### QUOTED PASSAGE
* BEGIN *

Initialize the model.

In [None]:
n_gram_model = NGramModel(n=5)

Train the model.

In [None]:
n_gram_model.compute_ngrams(dataset["train"])

### Text generation

Generate some code with the n-gram model.

In [None]:
prefix = ["def", "train", "("]
encoded_prefix = [token2idx[token] for token in prefix]
length=100

for i in range(length):
    cur_token = n_gram_model.sample(encoded_prefix)
    if cur_token == EOS:
        break
    encoded_prefix += [cur_token]


decoded_text = [idx2token[idx] for idx in encoded_prefix]
print(" ".join(decoded_text))

### Testing

In [None]:
test_dataset = load_dataset(
    "json",
    data_files=[
        "test.jsonl",
    ],
)

In [None]:
max_seq_len=128

test_dataset = test_dataset.map(
    lambda item: {
        "features": [encode(token) for token in item["code_tokens"]][:max_seq_len-1] + [EOS]
    }
)

### Evaluation metric: Perplexity (PP)

See [Perplexity in Language Models](https://towardsdatascience.com/perplexity-in-language-models-87a196019a94): 

*Intuitively, if a model assigns a high probability to the test set, it means that it is not surprised to see it (it’s **not perplexed** by it), which means that it has a good understanding of how the language works.*

$$
P P(p):=2^{H(p)}=2^{-\sum_{x} p(x) \log _{2} p(x)}
$$

From what we know of cross-entropy we can say that $H(W)$ is the **average number of bits needed to encode each word**. This means that the perplexity $2^{H(W)}$ is the **average number of words that can be encoded using $H(W)$ bits.**


**We can also use**

$$
P P' (p):=e^{H(p)}=e^{-\sum_{x} p(x) \ln p(x)}
$$

And the averaged over the number of samples version.

$$
P P'' (p):=e^{H(p)}=e^{-\frac{1}{n}\sum_{x} p(x) \ln p(x)}
$$

In [None]:
def count_perplexity(model, dataset, max_iter_num: int = 1000):
    """
    
    """
    entropy = 0
    iter_num = 0
    num_words = 0
    for item in tqdm(dataset, total=min(max_iter_num, len(dataset))):
        output_so_far = [item["features"][0]]

        for token in item["features"][1:]:
            num_words += 1
            try:
                log_probs = model.get_log_probs(output_so_far)
                entropy += -log_probs[token] # for all other words in the vocab 
            except KeyError:
                entropy += np.log(-10)
            output_so_far.append(token)
        iter_num += 1
        if iter_num > max_iter_num:
            break
    mean_entropy = entropy / num_words
    return np.e ** mean_entropy

In [None]:
count_perplexity(n_gram_model, test_dataset["train"])

## CNN

![](https://lena-voita.github.io/resources/lectures/lang_models/neural/cnn/cnn_main-min.png)



In [None]:
# transform lists into torch tensors (still of varying lengths)
dataset.set_format(type="torch", columns=["features"])
test_dataset.set_format(type="torch", columns=["features"])

In [None]:
def collate_fn(batch):
    """
    1. Takes a batch as an argument
    2. Extracts a list of tensors (featuers) of varying lengths as a batch['features']
    3. Padds them so all the tensors in a batch have the same lengths and puts them 
        all in one tensor `input_embeds`

    returns: a dictionary {"features": input_embeds}
    """

* END *

### GOALS
a: Reproduce word for word the passage of the language-model notebook from "Generate some code" up to and including "cur_token = n_gram_model.sample(encoded_prefix)".
b: In the language-model notebook, what maximum sequence length is set before the test dataset is mapped?
c: For each statement, say yes or no as to whether it agrees with the language-model notebook, and quote the words that decide it: (i) The text generation loop stops early when the sampled token is EOS. (ii) The test data is loaded from a file named "train.jsonl". (iii) The perplexity function uses 1000 as the default value of max_iter_num.

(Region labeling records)
* BEGIN *

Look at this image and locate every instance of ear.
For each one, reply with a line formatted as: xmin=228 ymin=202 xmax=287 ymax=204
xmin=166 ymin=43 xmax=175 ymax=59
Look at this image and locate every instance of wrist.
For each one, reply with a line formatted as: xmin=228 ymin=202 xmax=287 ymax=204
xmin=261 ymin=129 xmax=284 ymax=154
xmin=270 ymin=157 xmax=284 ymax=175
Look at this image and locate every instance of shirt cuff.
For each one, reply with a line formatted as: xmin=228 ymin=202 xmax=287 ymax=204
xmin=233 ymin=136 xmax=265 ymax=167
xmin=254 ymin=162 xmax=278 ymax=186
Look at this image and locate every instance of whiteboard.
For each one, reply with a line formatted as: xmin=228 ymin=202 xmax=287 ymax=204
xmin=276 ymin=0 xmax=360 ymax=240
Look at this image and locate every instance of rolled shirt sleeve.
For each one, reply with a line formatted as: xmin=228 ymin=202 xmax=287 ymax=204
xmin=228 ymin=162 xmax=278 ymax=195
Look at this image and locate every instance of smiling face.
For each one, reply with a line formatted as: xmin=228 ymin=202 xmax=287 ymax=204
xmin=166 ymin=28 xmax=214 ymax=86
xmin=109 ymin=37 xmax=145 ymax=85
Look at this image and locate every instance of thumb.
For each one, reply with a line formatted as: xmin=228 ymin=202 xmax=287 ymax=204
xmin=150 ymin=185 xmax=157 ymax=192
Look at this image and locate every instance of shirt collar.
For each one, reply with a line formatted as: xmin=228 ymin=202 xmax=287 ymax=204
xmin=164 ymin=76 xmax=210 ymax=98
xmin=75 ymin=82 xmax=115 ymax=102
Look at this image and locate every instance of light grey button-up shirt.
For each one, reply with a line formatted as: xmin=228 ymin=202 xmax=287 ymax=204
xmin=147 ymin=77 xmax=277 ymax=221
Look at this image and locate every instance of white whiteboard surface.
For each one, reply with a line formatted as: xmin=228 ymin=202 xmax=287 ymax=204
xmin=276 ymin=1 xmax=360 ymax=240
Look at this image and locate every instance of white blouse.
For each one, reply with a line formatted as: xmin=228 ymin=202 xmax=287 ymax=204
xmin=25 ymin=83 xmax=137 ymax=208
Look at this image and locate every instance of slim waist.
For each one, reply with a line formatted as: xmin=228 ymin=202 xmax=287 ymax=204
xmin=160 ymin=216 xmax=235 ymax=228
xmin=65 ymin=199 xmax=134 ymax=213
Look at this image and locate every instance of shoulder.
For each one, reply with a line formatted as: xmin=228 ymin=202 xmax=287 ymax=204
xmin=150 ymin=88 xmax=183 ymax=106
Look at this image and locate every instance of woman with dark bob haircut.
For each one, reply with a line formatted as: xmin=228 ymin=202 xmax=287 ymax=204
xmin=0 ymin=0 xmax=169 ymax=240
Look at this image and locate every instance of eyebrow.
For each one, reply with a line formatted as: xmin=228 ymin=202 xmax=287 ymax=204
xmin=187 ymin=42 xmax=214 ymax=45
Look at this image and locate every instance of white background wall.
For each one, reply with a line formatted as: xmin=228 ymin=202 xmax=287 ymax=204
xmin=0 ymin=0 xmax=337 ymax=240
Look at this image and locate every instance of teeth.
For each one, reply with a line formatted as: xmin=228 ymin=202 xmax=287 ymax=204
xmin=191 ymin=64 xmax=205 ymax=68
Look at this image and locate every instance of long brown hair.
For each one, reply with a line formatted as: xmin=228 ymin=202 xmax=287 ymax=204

* END *
* BEGIN *

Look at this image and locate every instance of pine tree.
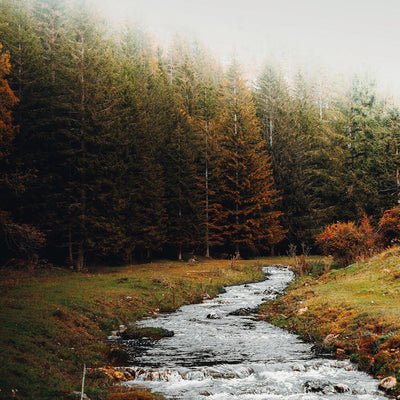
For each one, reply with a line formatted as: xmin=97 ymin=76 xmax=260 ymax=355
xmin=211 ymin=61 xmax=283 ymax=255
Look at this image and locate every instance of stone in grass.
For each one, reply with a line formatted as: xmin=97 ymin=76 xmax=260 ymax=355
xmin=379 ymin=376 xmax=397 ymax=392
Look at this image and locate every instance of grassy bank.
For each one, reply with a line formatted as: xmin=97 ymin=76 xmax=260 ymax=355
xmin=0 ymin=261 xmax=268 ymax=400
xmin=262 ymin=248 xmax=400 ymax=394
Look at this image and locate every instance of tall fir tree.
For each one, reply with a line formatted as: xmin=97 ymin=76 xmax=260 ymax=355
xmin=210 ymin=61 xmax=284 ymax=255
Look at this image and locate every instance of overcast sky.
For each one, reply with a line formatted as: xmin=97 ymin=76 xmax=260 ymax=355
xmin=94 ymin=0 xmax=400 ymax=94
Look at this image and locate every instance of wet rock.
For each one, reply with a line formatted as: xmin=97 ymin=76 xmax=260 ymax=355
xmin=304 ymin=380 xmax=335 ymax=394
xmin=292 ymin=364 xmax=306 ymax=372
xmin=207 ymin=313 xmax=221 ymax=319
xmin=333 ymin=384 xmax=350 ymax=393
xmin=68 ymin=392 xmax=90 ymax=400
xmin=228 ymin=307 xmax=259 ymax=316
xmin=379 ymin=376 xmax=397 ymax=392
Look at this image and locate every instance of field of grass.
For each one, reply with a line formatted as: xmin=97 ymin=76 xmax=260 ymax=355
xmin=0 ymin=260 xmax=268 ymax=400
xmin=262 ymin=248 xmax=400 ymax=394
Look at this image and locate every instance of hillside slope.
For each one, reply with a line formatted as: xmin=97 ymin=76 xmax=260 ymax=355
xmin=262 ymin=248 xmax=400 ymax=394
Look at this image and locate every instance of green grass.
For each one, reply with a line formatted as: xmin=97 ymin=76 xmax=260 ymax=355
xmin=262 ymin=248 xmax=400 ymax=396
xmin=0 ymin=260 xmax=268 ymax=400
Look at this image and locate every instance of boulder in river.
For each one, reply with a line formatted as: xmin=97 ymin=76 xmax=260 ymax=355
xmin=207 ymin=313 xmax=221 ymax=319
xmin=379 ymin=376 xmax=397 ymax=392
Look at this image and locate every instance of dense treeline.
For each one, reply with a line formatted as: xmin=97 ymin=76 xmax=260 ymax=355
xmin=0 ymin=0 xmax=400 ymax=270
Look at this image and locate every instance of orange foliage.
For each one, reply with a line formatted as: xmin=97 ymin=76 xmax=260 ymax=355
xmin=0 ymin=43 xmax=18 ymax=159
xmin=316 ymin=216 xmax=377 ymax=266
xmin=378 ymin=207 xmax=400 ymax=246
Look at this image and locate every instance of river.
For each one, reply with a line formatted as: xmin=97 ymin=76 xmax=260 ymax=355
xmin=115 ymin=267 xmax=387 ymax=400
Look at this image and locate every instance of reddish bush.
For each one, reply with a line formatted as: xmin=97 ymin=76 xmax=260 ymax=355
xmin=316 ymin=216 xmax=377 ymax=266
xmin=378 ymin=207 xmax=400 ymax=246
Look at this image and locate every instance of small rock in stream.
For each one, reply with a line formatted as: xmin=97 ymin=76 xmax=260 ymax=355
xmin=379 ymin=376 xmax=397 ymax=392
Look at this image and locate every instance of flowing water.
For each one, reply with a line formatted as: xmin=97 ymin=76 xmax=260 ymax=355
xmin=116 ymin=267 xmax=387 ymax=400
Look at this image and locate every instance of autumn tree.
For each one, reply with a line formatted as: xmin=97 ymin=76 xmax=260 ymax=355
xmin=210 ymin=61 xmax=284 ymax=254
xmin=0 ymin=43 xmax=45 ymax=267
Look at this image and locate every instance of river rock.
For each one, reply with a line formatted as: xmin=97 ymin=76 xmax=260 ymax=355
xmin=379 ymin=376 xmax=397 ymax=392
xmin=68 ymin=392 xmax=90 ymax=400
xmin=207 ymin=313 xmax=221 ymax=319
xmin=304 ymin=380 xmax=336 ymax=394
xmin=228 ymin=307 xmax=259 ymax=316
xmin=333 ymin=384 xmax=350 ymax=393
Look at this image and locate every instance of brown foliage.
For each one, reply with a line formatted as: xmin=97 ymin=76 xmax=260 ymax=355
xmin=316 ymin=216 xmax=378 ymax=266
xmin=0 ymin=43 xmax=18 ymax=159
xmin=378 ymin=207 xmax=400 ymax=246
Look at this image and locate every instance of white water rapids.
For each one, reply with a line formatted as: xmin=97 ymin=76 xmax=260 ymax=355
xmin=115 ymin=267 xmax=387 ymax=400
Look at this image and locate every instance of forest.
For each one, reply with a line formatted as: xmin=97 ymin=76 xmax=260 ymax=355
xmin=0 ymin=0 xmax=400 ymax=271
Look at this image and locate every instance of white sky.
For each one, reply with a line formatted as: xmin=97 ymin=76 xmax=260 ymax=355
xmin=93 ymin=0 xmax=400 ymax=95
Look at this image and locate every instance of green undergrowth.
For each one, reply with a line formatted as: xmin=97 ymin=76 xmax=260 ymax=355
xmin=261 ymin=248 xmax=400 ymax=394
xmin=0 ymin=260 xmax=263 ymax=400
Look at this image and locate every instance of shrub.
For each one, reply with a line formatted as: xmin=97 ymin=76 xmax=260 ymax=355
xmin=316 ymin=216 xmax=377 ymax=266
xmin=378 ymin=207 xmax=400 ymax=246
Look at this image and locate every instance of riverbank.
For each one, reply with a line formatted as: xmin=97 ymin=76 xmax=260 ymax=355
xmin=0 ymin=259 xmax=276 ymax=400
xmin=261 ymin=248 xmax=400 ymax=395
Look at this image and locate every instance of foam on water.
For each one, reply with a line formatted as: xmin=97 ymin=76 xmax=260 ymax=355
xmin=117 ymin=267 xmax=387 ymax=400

* END *

### ANSWER SET
a:
Generate some code with the n-gram model.

In [None]:
prefix = ["def", "train", "("]
encoded_prefix = [token2idx[token] for token in prefix]
length=100

for i in range(length):
    cur_token = n_gram_model.sample(encoded_prefix)

b: 128

c:
(i) Yes: "if cur_token == EOS:
        break"
(ii) No: "test.jsonl"
(iii) Yes: "max_iter_num: int = 1000"